Colorado renters to landlord law firm: educate don’t evict

Just after lunch on Sept. 21, a group of about a dozen people, most of them women and most of them renters, gather outside a south Denver office building that houses the law firm of Tschetter Hamrick and Sulzer.

The firm does not shy away from its market share. It advertises itself as Colorado’s #1 landlord law firm, as well as #1 in Colorado evictions.  Go observe proceedings in Denver County eviction court and chances are one of its lawyers is present, ready to make a deal with a tenant on behalf of a landlord. That deal usually involves paying past-due rent in exchange for a week or so more time in the rental. From what I’ve seen, tenants usually sign with the hope that once they get square, the landlord will change his or her mind about the eviction and let them stay. Whether that happens is a matter of the landlord’s patience, discretion or mercy.  As Judge John Marcucci warns tenant after tenant in his courtroom: “You could show up with a bucket of money and they could say, ‘We don’t want your money. You’re out.’ And you have to move.”

The renters outside Tschetter Hamrick and Sulzer were organized by Colorado Homes for All, a coalition of community groups including 9to5 Colorado. Most are wearing red T-shirts emblazoned with 9to5’s logo and the words “Winning Justice for Working Women.” Some carry rolls of tape and faux eviction notices informing the law firm that it has three days to “quit for your hand in [perpetuating] the housing crisis. You need to be held accountable.”

┄┄┄┄┄┄┄┄┄┄

• _SET EXERCISE 1_:
In the article on the renters' protest, which coalition organized the renters outside the law firm?
• _SET EXERCISE 2_:
Rewrite the paragraph of the article on the renters' protest that begins "The firm does not shy away" as a brief list that keeps its main facts.
• _SET EXERCISE 3_:
Carry on the article on the renters' protest from its final sentence.

• _INFORMATION PROVIDED_:
┄┄┄┄┄┄┄┄┄┄

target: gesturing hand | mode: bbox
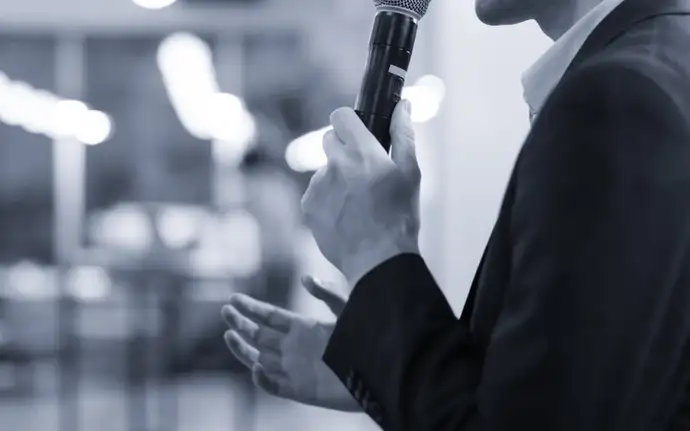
[222,277,361,411]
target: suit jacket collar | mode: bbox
[568,0,690,70]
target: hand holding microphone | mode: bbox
[223,0,430,411]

┄┄┄┄┄┄┄┄┄┄

• _WRITTEN REPLY 1_:
Colorado Homes for All organized them.

• _WRITTEN REPLY 2_:
- The firm advertises itself as Colorado's #1 landlord law firm and #1 in Colorado evictions.
- One of its lawyers is likely present in Denver County eviction court, ready to make deals with tenants for landlords.
- The deal usually means paying past-due rent in exchange for about a week more in the rental.
- Tenants usually sign hoping the landlord will let them stay once they are caught up, but that depends on the landlord's patience, discretion or mercy.
- Judge John Marcucci warns tenants that a landlord can refuse even a bucket of money and still make them move.

• _WRITTEN REPLY 3_:
The notice goes on to say that “evictions cause displacement, gentrification of communities, homelessness and it pushes people further into poverty.”

The plan is to paper the elevators and walls with the eviction notices and then present, preferably to one of the firm’s law partners, a letter asking the firm’s lawyers to be more transparent with tenants about how eviction works, to offer tenant education classes and, most of all, to support funding for what protesters hope will be one day be a statewide legal defense fund for renters facing eviction.

That latter request coincides with a study released last week by the Colorado Coalition for the Homeless and the Colorado Center on Law and Policy that looked in depth at 2,000 eviction cases filed in Denver from 2014 to 2016. (Researchers Jack Regenbogen of CCLP and Aubrey Hasvold from CCH also drew upon a data set of 93,000 evictions going back to 2001.)

The study quantifies what until now has been only anecdotal: tenants in Denver eviction cases almost never have lawyers and landlords almost always do. And that makes a world of difference.

In the cases studied, only a tiny fraction of tenants had legal representation, but those who did usually stayed in their home (about 80 percent of the time in public housing cases and 94 percent in private housing cases). As many as 7 in 10 of those without lawyers lost their housing depending upon whether the renter was living in public housing, where mediation is required before an eviction, or in private housing, where it’s not.

While it seems obvious that having legal counsel would help tenants, Regenbogen says it’s not a foregone conclusion because Colorado is a state where laws favor the landlord.

“We suspected tenants weren’t getting a fair shake in court,” he says. “We didn’t realize that it was going to be as unfair as it ended up being.”

The study also found that tenants are being evicted for relatively small amounts of rent due. “We’re talking 35 dollars, 30, 25, there was one case alleging four dollars of unpaid rent, which is really unconscionable,” Regenbogen says.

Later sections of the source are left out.